-- BEGIN Data --

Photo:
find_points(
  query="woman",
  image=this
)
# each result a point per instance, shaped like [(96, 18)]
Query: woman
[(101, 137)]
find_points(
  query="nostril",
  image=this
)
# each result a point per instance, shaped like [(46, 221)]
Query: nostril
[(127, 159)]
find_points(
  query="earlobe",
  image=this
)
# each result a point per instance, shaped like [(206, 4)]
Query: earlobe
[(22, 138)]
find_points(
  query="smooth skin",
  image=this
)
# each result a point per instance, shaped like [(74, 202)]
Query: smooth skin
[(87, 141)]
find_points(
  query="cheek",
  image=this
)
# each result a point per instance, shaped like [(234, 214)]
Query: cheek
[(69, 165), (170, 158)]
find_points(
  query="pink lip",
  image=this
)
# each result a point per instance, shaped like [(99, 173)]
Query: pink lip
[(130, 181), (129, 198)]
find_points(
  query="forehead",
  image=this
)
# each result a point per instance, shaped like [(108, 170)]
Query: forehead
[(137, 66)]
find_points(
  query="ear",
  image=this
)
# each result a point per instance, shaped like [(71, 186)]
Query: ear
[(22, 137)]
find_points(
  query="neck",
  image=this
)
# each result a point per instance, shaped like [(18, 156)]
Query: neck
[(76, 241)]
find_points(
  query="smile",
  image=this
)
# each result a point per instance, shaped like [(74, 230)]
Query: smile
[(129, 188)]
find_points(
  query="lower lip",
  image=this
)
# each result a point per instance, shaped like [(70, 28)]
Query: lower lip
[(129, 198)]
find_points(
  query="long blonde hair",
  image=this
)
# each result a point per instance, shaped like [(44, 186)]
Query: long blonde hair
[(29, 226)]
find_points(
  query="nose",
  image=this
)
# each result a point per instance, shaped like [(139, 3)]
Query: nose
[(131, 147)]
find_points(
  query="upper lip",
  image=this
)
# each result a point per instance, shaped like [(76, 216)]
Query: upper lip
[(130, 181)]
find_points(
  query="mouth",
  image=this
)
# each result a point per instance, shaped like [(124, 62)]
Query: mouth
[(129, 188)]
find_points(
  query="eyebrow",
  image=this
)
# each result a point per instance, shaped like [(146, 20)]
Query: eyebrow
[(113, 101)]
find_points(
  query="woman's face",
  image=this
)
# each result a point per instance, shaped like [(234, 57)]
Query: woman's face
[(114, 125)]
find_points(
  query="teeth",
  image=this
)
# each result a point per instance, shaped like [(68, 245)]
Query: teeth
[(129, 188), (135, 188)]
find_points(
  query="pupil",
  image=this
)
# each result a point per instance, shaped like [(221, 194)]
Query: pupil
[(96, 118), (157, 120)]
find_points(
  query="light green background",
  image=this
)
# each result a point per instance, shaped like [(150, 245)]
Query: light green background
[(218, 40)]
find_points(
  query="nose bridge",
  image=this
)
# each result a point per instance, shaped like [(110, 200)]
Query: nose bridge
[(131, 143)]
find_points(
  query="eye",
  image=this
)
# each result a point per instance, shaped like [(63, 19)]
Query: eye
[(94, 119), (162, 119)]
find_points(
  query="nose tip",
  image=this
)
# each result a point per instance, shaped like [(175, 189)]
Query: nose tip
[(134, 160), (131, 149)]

-- END Data --

*Objective*.
Copy the items word for word, starting at their first line and stopping after the line that contains "[(87, 141)]".

*The result*.
Photo:
find_points(
  query="woman",
  image=this
)
# each result a point per instance, shaped like [(96, 18)]
Query: woman
[(101, 137)]
find_points(
  query="nostril",
  image=this
)
# each result a point per instance, shaped like [(46, 221)]
Query: nostril
[(127, 159)]
find_points(
  query="earlobe",
  image=this
)
# each result a point per instance, shaped like [(206, 4)]
Query: earlobe
[(22, 138)]
find_points(
  query="smooth skin",
  image=this
)
# each result a point per instance, shaped like [(74, 202)]
Query: smooth skin
[(87, 141)]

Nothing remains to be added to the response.